EXCERPT TO READ.
-- -- --

Anurag Singh
3 min readMar 3, 2020

The Gartner Magician for 2020 Data Bricks on Azure

Challenges Data Scientists Face in the current scenario:

1) Infrastructure Complexity-The move to the cloud is fast becoming a primary objective For companies that don’t have dedicated DevOps teams to help with these infrastructure issues the responsibility often falls on the data scientists to fend for themselves.

2) Disparate Technologies-Companies are trying to use a myriad of technologies to achieve their goals of a more data-driven business. Open source projects such as Apache Spark,Hive, Presto, Kafka, MapReduce and Impala offer the promise of a competitive advantage but also come with management complexity and unexpected costs.

3) Siloed teams-By viewing data through separate lenses, collaboration is very difficult, trust in the analytics can be misplaced and the speed of innovation is slowed.

4) Data exploration at scale-Most organizations rely on single threaded tools to perform data exploration. The limitations of this approach are directly associated with the amount of memory on the data scientist’s machine impacting their ability to scale.

5) Model training is resource intensive-Training complex machine learning models against massive data sets can be very challenging in isolation without the ability to collaborate on models with peers.

6) Difficult to share insights-The inability to do so can hamper cross-team collaboration and slow progress.

The fundamental problem

Data science is collaborative and most open source notebooks are built for individual users doing work.Most open source notebooks require extensive DevOps work to setup and configure that can severely limit a data scientist’s ability to focus on the data. Furthermore, they lack the collaborative capabilities that has made Databricks’ integrated workspace a staple in some of the most innovative companies in the world.

Databricks offers an interactive workspace that takes traditional notebook environments to the next level. By integrating and streamlining the individual elements that comprise the analytics life cycle, these teams can quickly access data, provision compute resources, and work together to build models, creating a culture of accelerated innovation.

Data Bricks Offerings feathers in the cap

  1. Focus On Your Data, Not DevOps-A cloud-native platform that abstracts the complexities of Apache Spark management, resulting in a highly elastic, reliable and performant platform to build innovative products.

-- -- --

Location identification items.

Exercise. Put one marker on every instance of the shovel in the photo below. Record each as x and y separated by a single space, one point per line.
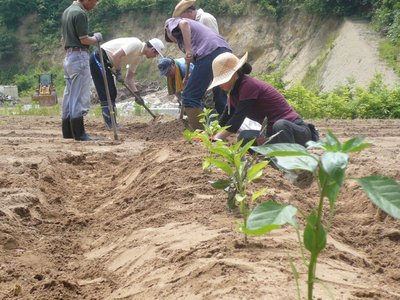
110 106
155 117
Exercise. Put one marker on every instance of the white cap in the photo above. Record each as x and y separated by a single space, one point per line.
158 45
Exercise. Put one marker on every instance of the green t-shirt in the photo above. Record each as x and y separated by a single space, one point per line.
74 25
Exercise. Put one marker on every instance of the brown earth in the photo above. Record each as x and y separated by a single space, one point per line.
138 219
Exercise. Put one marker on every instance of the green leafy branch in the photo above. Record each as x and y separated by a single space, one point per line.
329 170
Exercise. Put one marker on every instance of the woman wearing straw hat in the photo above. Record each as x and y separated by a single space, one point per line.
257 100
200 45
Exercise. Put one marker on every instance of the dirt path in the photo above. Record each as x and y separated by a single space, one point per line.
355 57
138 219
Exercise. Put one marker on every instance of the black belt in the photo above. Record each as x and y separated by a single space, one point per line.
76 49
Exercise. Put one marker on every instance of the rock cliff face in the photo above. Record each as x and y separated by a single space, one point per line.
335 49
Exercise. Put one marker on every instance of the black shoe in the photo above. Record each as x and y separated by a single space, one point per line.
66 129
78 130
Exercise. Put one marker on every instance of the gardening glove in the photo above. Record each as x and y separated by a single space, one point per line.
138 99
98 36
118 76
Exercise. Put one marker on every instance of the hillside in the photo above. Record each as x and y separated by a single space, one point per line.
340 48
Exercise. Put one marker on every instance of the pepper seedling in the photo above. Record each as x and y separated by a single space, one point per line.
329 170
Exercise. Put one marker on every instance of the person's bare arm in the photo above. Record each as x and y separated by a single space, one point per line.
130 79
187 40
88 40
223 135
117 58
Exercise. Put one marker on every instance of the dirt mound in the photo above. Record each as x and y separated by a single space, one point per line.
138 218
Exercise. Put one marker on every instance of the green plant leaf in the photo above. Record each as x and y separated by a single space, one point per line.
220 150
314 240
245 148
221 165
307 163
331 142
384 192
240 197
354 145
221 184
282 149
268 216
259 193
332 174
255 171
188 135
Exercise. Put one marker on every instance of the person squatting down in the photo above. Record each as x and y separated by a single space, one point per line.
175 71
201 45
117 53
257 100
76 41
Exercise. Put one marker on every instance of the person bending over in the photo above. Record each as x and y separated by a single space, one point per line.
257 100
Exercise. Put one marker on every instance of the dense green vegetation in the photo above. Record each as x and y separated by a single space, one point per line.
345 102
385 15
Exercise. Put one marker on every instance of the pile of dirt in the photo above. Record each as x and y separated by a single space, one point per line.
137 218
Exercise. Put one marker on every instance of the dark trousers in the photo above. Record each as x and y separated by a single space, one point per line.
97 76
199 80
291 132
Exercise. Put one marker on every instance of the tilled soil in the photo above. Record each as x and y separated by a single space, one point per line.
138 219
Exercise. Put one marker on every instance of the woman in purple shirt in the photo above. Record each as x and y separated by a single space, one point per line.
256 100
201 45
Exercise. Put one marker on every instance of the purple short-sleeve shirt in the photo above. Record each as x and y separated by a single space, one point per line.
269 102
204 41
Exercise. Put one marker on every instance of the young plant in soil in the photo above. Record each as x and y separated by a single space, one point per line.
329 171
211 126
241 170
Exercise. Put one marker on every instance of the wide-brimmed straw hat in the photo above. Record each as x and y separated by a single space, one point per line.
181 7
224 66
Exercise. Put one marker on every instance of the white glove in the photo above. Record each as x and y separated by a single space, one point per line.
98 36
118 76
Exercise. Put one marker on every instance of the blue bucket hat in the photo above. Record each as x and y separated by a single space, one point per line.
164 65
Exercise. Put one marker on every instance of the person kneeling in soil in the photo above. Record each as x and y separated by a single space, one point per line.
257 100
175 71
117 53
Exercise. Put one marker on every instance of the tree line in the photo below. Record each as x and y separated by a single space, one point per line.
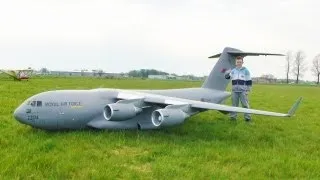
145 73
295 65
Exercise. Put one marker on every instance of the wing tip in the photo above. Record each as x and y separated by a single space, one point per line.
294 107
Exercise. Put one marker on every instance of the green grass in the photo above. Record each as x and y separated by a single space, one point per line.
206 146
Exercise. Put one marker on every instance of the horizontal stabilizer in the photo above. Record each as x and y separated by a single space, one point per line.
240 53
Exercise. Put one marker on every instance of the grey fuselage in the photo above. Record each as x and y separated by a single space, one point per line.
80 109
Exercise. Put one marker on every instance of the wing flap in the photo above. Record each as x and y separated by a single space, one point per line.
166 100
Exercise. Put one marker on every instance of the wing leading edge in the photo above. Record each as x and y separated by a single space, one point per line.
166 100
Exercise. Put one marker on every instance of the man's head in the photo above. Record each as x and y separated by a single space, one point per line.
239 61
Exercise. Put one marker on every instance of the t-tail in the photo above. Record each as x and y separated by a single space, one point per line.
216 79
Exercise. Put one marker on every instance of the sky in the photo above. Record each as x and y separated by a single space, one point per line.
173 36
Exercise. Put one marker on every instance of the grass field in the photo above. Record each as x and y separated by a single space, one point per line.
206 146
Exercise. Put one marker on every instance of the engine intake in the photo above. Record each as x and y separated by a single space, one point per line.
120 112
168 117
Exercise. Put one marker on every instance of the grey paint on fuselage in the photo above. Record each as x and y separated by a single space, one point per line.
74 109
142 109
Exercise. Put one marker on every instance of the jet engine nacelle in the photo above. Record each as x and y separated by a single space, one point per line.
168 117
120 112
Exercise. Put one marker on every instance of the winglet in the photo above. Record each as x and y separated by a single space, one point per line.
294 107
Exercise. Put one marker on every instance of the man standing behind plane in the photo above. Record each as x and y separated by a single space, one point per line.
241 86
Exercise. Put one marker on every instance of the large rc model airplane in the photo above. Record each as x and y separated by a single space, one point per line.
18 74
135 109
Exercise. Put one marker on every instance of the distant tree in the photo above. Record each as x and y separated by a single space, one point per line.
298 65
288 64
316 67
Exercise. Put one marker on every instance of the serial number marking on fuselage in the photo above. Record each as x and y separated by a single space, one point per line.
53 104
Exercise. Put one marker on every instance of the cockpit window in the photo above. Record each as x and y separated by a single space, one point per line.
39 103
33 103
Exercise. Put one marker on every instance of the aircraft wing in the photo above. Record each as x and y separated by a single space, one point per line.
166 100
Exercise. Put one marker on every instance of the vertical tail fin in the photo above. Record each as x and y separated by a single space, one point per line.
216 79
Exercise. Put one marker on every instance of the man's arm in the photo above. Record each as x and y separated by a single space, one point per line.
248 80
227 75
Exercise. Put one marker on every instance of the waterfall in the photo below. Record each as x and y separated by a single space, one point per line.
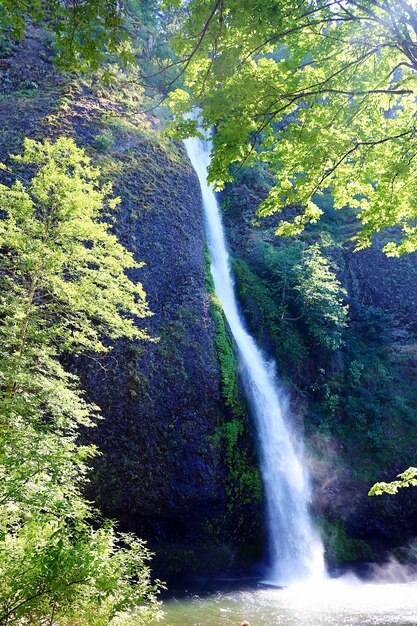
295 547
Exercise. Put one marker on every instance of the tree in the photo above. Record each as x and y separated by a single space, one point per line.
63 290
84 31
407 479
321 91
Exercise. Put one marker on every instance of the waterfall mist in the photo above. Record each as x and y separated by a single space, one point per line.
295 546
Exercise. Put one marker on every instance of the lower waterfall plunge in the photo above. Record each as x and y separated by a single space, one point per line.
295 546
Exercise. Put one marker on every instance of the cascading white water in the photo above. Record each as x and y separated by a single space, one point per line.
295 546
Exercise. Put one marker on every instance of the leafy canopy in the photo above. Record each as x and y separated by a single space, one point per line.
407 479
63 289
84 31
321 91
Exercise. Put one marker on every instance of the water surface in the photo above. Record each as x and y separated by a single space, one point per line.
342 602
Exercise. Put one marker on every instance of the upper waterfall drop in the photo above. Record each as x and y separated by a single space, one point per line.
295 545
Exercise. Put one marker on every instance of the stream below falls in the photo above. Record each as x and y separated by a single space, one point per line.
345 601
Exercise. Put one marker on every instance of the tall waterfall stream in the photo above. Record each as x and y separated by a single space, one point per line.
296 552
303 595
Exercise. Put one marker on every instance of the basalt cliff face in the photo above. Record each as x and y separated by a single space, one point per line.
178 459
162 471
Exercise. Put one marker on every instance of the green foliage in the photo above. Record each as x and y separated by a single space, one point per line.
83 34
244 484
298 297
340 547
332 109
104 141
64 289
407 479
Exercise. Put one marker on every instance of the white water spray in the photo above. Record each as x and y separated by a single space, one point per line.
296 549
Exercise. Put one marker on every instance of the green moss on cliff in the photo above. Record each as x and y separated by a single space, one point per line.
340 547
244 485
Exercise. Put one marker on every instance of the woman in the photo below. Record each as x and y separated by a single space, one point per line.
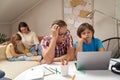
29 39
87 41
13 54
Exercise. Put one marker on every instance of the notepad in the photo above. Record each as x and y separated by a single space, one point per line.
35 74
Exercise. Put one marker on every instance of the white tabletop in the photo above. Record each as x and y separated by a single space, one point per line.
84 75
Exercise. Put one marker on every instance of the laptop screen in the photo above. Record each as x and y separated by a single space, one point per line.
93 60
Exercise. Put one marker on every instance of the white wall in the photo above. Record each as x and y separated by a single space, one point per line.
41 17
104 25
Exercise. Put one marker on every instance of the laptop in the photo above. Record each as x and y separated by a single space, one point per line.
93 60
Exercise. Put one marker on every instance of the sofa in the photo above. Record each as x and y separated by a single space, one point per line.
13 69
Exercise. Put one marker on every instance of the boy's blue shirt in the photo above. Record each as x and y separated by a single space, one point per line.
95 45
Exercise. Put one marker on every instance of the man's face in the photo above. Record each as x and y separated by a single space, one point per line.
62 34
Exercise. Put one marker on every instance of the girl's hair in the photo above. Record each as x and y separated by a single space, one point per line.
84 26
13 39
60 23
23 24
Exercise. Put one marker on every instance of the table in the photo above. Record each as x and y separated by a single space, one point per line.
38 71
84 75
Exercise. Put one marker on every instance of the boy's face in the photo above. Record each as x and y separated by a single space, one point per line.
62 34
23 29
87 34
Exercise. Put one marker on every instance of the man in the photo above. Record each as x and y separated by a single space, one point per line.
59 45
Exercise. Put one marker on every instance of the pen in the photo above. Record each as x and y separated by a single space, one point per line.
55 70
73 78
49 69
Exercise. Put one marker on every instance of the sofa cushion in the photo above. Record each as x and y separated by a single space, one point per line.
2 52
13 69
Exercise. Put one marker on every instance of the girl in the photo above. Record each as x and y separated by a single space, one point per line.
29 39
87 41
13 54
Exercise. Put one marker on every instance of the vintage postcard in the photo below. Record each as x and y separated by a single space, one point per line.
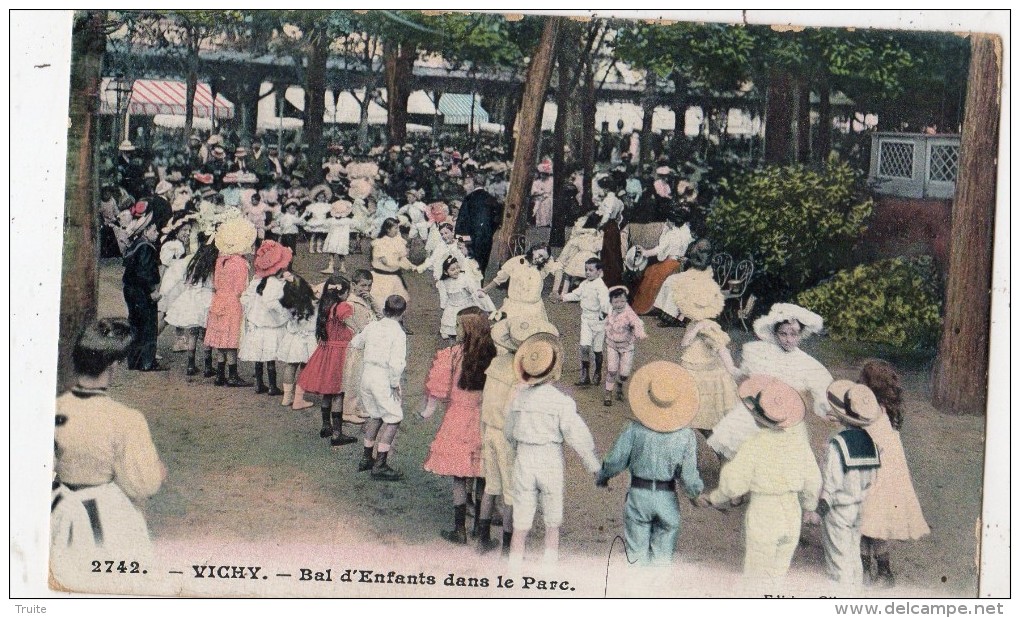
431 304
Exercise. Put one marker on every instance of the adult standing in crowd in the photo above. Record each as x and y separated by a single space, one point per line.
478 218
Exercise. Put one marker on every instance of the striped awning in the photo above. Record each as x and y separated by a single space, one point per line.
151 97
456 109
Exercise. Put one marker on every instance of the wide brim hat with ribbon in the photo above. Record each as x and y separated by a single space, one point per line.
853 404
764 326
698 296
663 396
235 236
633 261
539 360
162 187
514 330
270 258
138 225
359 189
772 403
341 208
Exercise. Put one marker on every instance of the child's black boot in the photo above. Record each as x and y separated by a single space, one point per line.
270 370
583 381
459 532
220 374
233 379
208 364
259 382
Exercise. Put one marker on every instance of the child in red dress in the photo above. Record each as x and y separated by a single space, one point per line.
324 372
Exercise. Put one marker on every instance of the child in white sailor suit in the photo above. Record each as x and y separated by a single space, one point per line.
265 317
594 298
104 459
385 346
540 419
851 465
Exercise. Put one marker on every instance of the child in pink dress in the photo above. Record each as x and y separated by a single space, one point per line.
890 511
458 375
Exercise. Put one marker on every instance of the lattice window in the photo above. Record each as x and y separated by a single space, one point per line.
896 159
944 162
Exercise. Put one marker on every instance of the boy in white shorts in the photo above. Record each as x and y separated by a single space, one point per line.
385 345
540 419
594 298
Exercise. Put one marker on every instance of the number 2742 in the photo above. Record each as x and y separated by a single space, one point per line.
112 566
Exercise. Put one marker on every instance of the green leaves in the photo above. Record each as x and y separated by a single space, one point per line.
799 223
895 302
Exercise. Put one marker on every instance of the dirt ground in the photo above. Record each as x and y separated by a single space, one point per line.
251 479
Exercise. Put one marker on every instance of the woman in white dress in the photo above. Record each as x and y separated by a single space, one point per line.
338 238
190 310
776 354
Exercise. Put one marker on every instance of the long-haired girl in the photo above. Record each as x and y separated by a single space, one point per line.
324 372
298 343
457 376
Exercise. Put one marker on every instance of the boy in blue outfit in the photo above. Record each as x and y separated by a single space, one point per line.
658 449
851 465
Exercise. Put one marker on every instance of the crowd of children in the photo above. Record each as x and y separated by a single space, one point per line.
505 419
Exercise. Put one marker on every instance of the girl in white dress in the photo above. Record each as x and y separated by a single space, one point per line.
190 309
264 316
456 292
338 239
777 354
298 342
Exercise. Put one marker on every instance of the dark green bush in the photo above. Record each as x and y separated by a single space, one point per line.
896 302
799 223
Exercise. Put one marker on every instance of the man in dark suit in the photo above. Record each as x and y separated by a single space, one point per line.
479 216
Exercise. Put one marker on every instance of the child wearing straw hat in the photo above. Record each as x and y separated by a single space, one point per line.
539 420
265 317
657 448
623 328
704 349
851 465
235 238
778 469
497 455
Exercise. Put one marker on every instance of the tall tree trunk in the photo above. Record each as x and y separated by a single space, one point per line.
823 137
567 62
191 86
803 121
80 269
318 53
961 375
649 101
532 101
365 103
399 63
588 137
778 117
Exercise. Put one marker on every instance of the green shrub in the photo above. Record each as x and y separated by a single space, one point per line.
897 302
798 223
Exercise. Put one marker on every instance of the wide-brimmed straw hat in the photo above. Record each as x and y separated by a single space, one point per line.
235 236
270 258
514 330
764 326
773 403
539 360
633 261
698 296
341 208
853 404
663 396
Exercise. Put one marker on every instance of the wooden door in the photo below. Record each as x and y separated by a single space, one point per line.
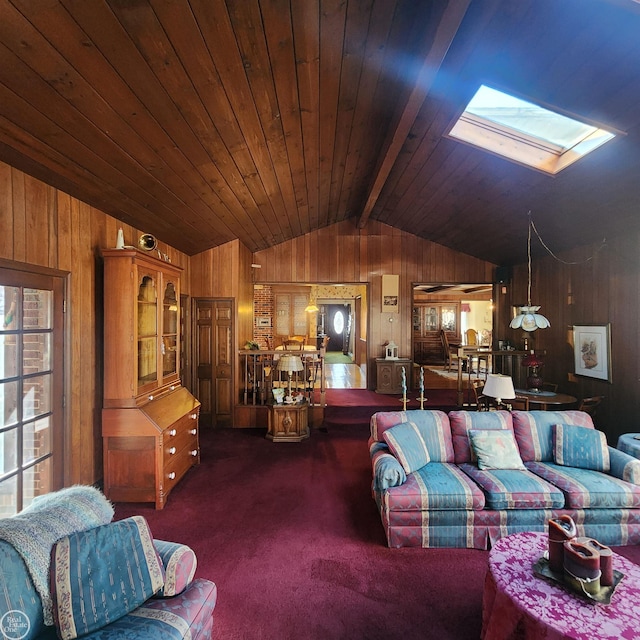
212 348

-- -- --

STATED TASK.
Rewrite the passage of the Databricks article that begins at the words "Databricks offers an" and stops after "of accelerated innovation.", renaming "workspace" to "environment".

FULL RESPONSE.
Databricks offers an interactive environment that takes traditional notebook environments to the next level. By integrating and streamlining the individual elements that comprise the analytics life cycle, these teams can quickly access data, provision compute resources, and work together to build models, creating a culture of accelerated innovation.